▶ **Supplied records**

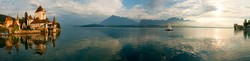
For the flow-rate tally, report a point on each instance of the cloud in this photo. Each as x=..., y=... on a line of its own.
x=81, y=12
x=153, y=4
x=247, y=6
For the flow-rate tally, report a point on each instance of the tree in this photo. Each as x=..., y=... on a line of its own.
x=248, y=21
x=58, y=25
x=22, y=20
x=245, y=22
x=28, y=27
x=26, y=17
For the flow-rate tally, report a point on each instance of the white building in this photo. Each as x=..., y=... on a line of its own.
x=40, y=20
x=30, y=19
x=40, y=13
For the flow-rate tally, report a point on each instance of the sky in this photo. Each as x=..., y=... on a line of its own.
x=216, y=13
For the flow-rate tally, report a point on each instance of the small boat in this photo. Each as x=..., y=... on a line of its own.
x=169, y=27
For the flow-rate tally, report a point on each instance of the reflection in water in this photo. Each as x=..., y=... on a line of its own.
x=29, y=41
x=246, y=33
x=131, y=44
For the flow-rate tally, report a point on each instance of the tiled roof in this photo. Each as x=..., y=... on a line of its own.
x=30, y=17
x=39, y=9
x=40, y=21
x=54, y=21
x=16, y=22
x=11, y=26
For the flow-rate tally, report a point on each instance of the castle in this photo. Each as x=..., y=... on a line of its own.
x=38, y=23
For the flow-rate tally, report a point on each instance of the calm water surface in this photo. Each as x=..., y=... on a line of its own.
x=129, y=44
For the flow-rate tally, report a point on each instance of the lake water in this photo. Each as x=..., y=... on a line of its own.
x=129, y=44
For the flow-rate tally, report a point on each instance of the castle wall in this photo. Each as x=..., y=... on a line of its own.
x=40, y=15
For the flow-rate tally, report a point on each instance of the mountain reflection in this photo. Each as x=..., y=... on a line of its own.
x=30, y=41
x=153, y=51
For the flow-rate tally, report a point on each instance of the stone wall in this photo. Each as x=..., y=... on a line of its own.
x=27, y=31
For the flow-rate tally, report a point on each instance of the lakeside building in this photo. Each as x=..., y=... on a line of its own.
x=38, y=24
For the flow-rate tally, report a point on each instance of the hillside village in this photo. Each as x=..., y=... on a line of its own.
x=37, y=24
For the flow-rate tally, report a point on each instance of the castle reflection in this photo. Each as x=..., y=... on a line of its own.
x=30, y=41
x=246, y=33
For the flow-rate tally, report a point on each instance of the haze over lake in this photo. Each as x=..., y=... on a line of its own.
x=130, y=44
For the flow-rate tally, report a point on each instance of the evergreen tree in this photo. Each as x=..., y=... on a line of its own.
x=245, y=22
x=248, y=21
x=26, y=17
x=58, y=25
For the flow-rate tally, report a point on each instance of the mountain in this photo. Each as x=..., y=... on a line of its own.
x=116, y=20
x=3, y=17
x=174, y=21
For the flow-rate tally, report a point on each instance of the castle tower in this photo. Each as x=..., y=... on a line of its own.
x=40, y=13
x=17, y=24
x=8, y=21
x=30, y=19
x=54, y=24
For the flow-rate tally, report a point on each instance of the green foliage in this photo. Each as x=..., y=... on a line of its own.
x=22, y=20
x=26, y=17
x=3, y=17
x=2, y=42
x=28, y=27
x=241, y=27
x=245, y=23
x=248, y=21
x=235, y=26
x=58, y=25
x=16, y=28
x=3, y=29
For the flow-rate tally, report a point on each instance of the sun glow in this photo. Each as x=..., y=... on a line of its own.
x=217, y=19
x=219, y=9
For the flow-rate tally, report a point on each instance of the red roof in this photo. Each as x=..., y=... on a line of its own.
x=39, y=9
x=40, y=21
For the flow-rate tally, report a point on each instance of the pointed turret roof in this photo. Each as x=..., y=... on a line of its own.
x=17, y=18
x=39, y=9
x=54, y=21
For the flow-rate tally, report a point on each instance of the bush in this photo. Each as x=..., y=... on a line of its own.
x=3, y=29
x=28, y=27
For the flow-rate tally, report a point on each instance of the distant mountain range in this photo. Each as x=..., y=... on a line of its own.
x=116, y=20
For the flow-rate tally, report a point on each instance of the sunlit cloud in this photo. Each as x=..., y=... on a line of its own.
x=80, y=12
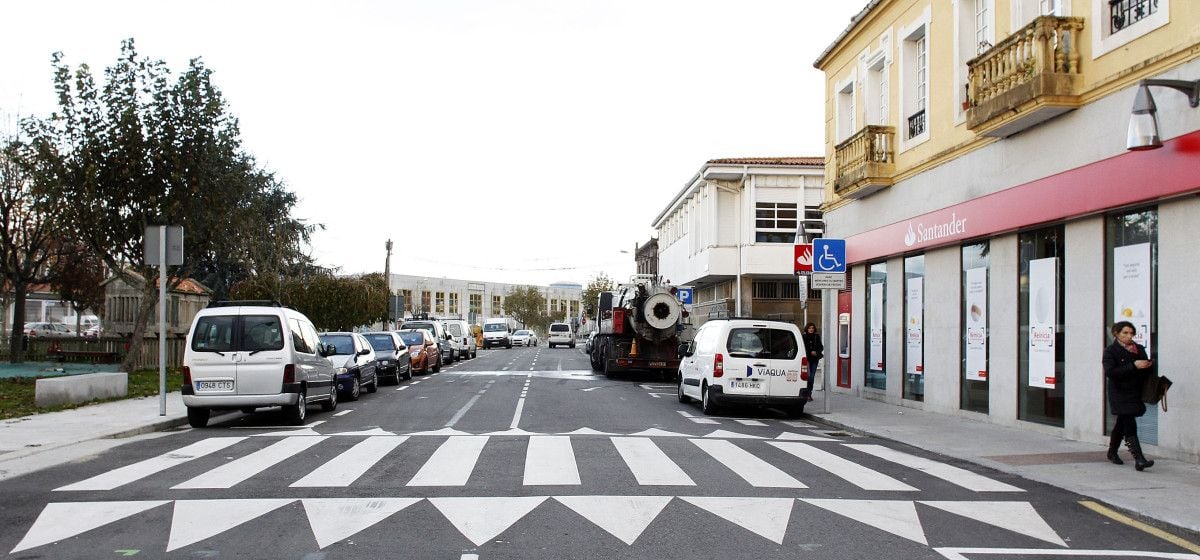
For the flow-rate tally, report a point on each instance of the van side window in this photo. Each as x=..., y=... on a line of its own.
x=298, y=337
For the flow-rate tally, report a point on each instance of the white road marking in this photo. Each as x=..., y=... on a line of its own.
x=142, y=469
x=951, y=474
x=550, y=461
x=846, y=469
x=353, y=463
x=238, y=470
x=649, y=464
x=451, y=463
x=750, y=468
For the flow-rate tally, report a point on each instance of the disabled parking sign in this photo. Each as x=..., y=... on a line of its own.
x=829, y=256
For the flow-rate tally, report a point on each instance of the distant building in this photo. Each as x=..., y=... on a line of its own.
x=123, y=301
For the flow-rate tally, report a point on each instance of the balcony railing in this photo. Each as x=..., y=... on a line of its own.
x=865, y=161
x=1039, y=64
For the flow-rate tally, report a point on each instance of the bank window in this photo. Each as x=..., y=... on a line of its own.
x=775, y=222
x=973, y=329
x=915, y=327
x=1042, y=362
x=1132, y=291
x=876, y=339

▶ **The problem**
Would you please copy the listing exactly, omitting every picture?

▶ **Exercise result**
For the flow-rate tally, report a point on each instance of the cloud in this photo. Each as x=..., y=... on a line of its own.
x=81, y=12
x=153, y=4
x=247, y=6
For the flow-rate tally, report a point on each instance of the tree in this photo. Each as x=..., y=... on a line of its own.
x=248, y=21
x=58, y=25
x=22, y=20
x=245, y=22
x=28, y=27
x=26, y=17
For the flow-rate tally, report a point on each instance of the white building in this photo. Each as x=..., y=... on a line of its own.
x=40, y=20
x=30, y=19
x=40, y=13
For the flow-rate tally, report a point on each instance of the sky in this photo. Each as x=..., y=... on a line of its own.
x=216, y=13
For the flow-rate tally, report a point on each instance of the small boat in this photo. Each as x=..., y=... on a line of its own.
x=169, y=27
For the flow-rate tally, report a point on each instance of the reflection in water in this photo. Each as x=..., y=... on a line of its own.
x=29, y=41
x=246, y=33
x=131, y=44
For the flow-rate tally, report a point on each instance of the tiled roof in this photo. Each as x=..., y=... on a line of its own.
x=30, y=17
x=39, y=9
x=40, y=21
x=54, y=21
x=16, y=22
x=11, y=26
For the flow-rate tally, report a point on each instance of the castle in this photo. Each as x=..., y=... on a line of its own.
x=38, y=23
For the flow-rate tally, report a point on each instance of the calm water surface in this photo. Each as x=..., y=... on a line of its own.
x=129, y=44
For the flow-rate tally, report a point on each instance of the lake water in this photo. Each as x=..., y=... on a line of its own.
x=129, y=44
For the flow-rate tally, report a point on each instance of the castle wall in this photo. Each as x=..., y=... on a line of its own.
x=40, y=15
For the flow-rate tally, report a point on each instance of the mountain reflection in this photo. Each as x=..., y=... on a line of its own.
x=30, y=41
x=153, y=51
For the flow-rate tally, report a point on each instance of the stone wall in this photo. Each as x=..., y=... on a line of its own.
x=27, y=31
For the flow-rate tally, report a point on each instance of the lakeside building in this photo. Each as x=..., y=... on a line of its own.
x=38, y=24
For the flow-rate tally, report a point on each instance of the hillside village in this photo. Each as x=..., y=... on a line of its own.
x=37, y=24
For the flow-rate tally, report a point on each instance of the castle reflection in this photo. Each as x=..., y=... on a line of its own.
x=30, y=41
x=246, y=33
For the flow-rate tally, report a point on each instance of the haze over lake in this photo. Each as x=..., y=... on a line of its own.
x=130, y=44
For the flow-rate tally, report a point on each instance of the evergreen tree in this photo. Each as x=..., y=... on a line of its own.
x=245, y=22
x=248, y=21
x=26, y=17
x=58, y=25
For the flow-rate tally, report a point on each instance of the mountain in this photo. Each as x=..., y=... on a line of its own.
x=116, y=20
x=3, y=17
x=174, y=21
For the flow-rate tally, report a point on each instance of the castle tower in this photo. Each as x=..., y=... on a line of its own.
x=40, y=13
x=17, y=24
x=8, y=21
x=30, y=19
x=54, y=24
For the flow-rate tally, report a point on each instance of the green foliage in this photo. Each as x=..., y=... on a line of its own.
x=22, y=20
x=26, y=17
x=3, y=17
x=2, y=42
x=28, y=27
x=241, y=27
x=245, y=23
x=248, y=21
x=235, y=26
x=58, y=25
x=16, y=28
x=3, y=29
For the flow-rate tally, report a point on each instance of the sun glow in this photo. Each as x=..., y=... on a line of its own.
x=217, y=19
x=219, y=9
For the flow-rate tally, report a point on each instance of the red roof in this photo. Each as x=..., y=... on a line of its own.
x=39, y=9
x=40, y=21
For the flow-rate tally, report a point on each instance of the pointed turret roof in this photo. Each as x=..., y=... on a line of its own.
x=17, y=18
x=39, y=9
x=54, y=21
For the flow-rate tally, report a point on each instance of the bush in this photo. Each as x=..., y=... on a line of its own.
x=3, y=29
x=28, y=27
For the flow-rate tally, report a point on each instance of the distant mountain range in this photo. Each as x=..., y=... on a line of its own.
x=116, y=20
For the flow-rate tally, report a point on each instance of the sunlit cloud in this photo. Each as x=..., y=... on a line of its own.
x=80, y=12
For the flow-rate tally, report a point on each instance of the van side window in this photo. Each as x=..., y=... on a line of its own.
x=298, y=337
For the flow-rate tally, report a point on each instance of the white road marking in this photo. Each as x=..., y=... on a line of its own.
x=142, y=469
x=951, y=474
x=550, y=461
x=846, y=469
x=353, y=463
x=238, y=470
x=649, y=464
x=451, y=463
x=750, y=468
For the flow-rate tally, report a point on each instance of the disabled parking sign in this photo. Each as x=..., y=... on a line of its own.
x=829, y=256
For the flow-rate tally, report a point on each instance of the distant building in this photo. Each as x=..., y=... on a line of its own.
x=123, y=301
For the flow-rate tally, report a point on each instance of the balcony railing in this photo. Each as x=..., y=... on a line of its own.
x=865, y=161
x=1039, y=64
For the flow-rate tally, report a point on each instance of the bank window in this photo. Each as x=..., y=... on a line of its own.
x=775, y=222
x=973, y=329
x=915, y=327
x=1042, y=362
x=1132, y=291
x=876, y=339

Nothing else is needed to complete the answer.